_WRITTEN INSTRUCTION 1_: In the text on child abduction, list every person named in the account of the 1819 Pool case.
_WRITTEN INSTRUCTION 2_: Extend the text on child abduction past its final sentence, carrying on the section about children abducted for slavery.

_QUOTED PASSAGE_:
######
Several distinct forms of child abduction exist:

  • A parent removes or retains a child from the other parent's care (often in the course of or after divorce proceedings).
  • A stranger removes a child for criminal purposes:
  • A stranger removes a child, with the intent to rear the child as their own

While cases have been reported from antiquity, this phenomenon has recently taken on greater awareness as a result of movies and television series (example: Without a Trace) depictions of the premise of people who remove children from strangers to bring up as their own often after the death of their own child.

Abductions by strangers

Perhaps the most feared (although, ironically, the least common) kind of abduction is removal by a stranger. The stereotypical version of stranger abduction is the classic form of "kidnapping," exemplified by the Lindbergh kidnapping, in which the child is detained, transported some distance, held for ransom or with intent to keep the child permanently. These instances are, however, rare.[1]

Child abduction for ransom: United States

The earliest nationally publicized kidnapping of a child by a stranger for the purpose of extracting a ransom payment from the parents was the Pool case of 1819, which took place in Baltimore, Maryland. Margaret Pool, 20-months-old, was kidnapped on May 20 by Nancy Gamble (19-years-old) and secreted with the assistance of Marie Thomas. On May 22, the parents, James and Mary Pool, placed an ad in the Baltimore Patriot newspaper offering a $20 reward for Mary’s return. When the child was recovered on May 23—through the efforts of members of the community who conducted a search—it was revealed that the child had been badly whipped by Gamble and bore bloody wounds. Both Gamble and Thomas were tried for the crime of kidnapping and found guilty. The motive for the crime was demonstrated to be financial. She had kidnapped the child with the intention of waiting for a reward to be offered, then would return the child and collect the money. This is a technique favored by many ransom child kidnappers before the use of written ransom demands became the favored method. Nancy Gamble's crime and subsequent trial were reported in detail in Baltimore Patriot (Jun. 26, 1819). The June 26 article, as well as others on the case that had appeared in the Patriot, were reprinted in newspapers in other states including: Connecticut, Maryland, Massachusetts, New Hampshire, New Jersey, New York, Pennsylvania, Vermont, Virginia and Washington D.C.

Child abduction for rape and sexual exploitation

The internet has become both a danger and an aid in the subject of child abduction. It is a place where online predators have more opportunities to find and communicate with potential victims. 1 in 25 youth (about 4%) got "aggressive" sexual solicitations and that included attempts to contact the youth offline. These are the episodes most likely to result in actual victimizations. (About one-quarter of these aggressive solicitations came from people the youth knew in person, mostly other youth.[2])

Because of the threat these predators pose, there have also been efforts to use the internet as a resource to prevent child abduction or to help the families of those who have been abducted.

Organizations have set up websites where users can go to gain knowledge or contribute help to stopping child abduction. Among these are the organizations Enough is Enough and National Center for Missing and Exploited Children, which have partnered with the online community Myspace to help keep the internet a safe place for children.

Children abducted for slavery

There are reports that abduction of children to be used or sold as slaves is common in parts of Africa.
######
_DATASET EXTRACT_:
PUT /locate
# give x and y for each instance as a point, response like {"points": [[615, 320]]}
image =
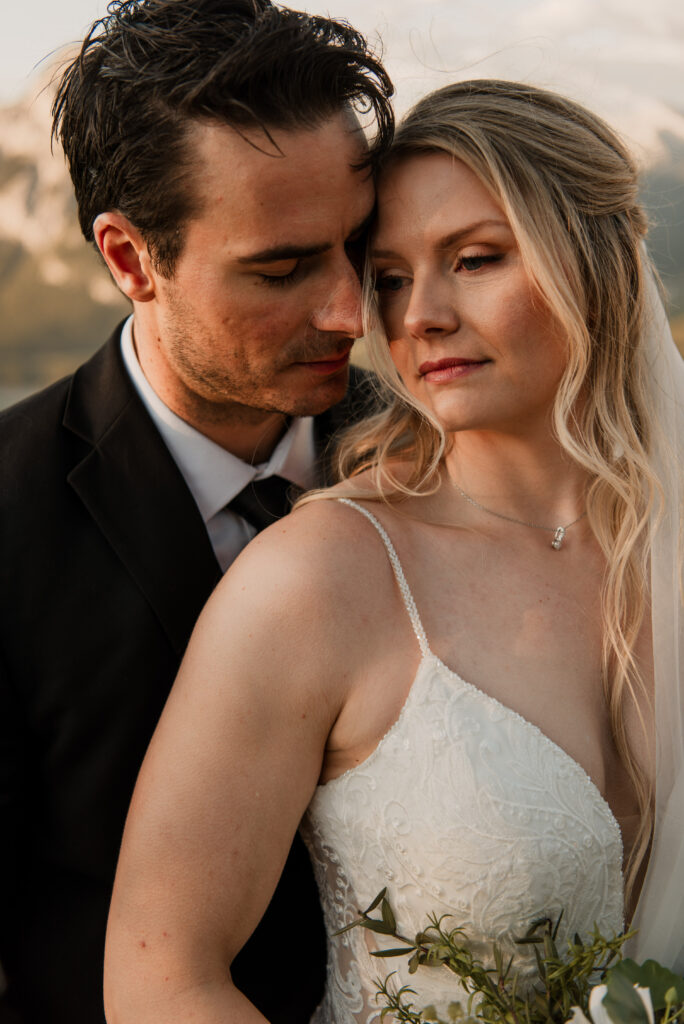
######
_WRITTEN RESPONSE 1_: Margaret Pool, Nancy Gamble, Marie Thomas, James Pool, Mary Pool

_WRITTEN RESPONSE 2_:
The Lord's Resistance Army, a rebel paramilitary group operating mainly in northern Uganda, is notorious for its abductions of children for use as child soldiers or sex slaves. According to the Sudan Tribune, as of 2005, more than 20,000 children have been kidnapped by the LRA.[2]

By stranger to raise as own

A very small number of abductions result in most cases from women who kidnap babies (or other young children) to bring up as their own. These women are often unable to have children of their own, or have miscarried, and seek to satisfy their unmet psychological need by abducting a child rather than by adopting. The crime is often premeditated, with the woman often simulating pregnancy to reduce suspicion when a baby suddenly appears in the household.

Parental child abduction

By far the most common kind of child abduction is parental child abduction and often occurs when the parents separate or begin divorce proceedings. A parent may remove or retain the child from the other seeking to gain an advantage in expected or pending child-custody proceedings or because that parent fears losing the child in those expected or pending child-custody proceedings; a parent may refuse to return a child at the end of an access visit or may flee with the child to prevent an access visit or fear of domestic violence and abuse.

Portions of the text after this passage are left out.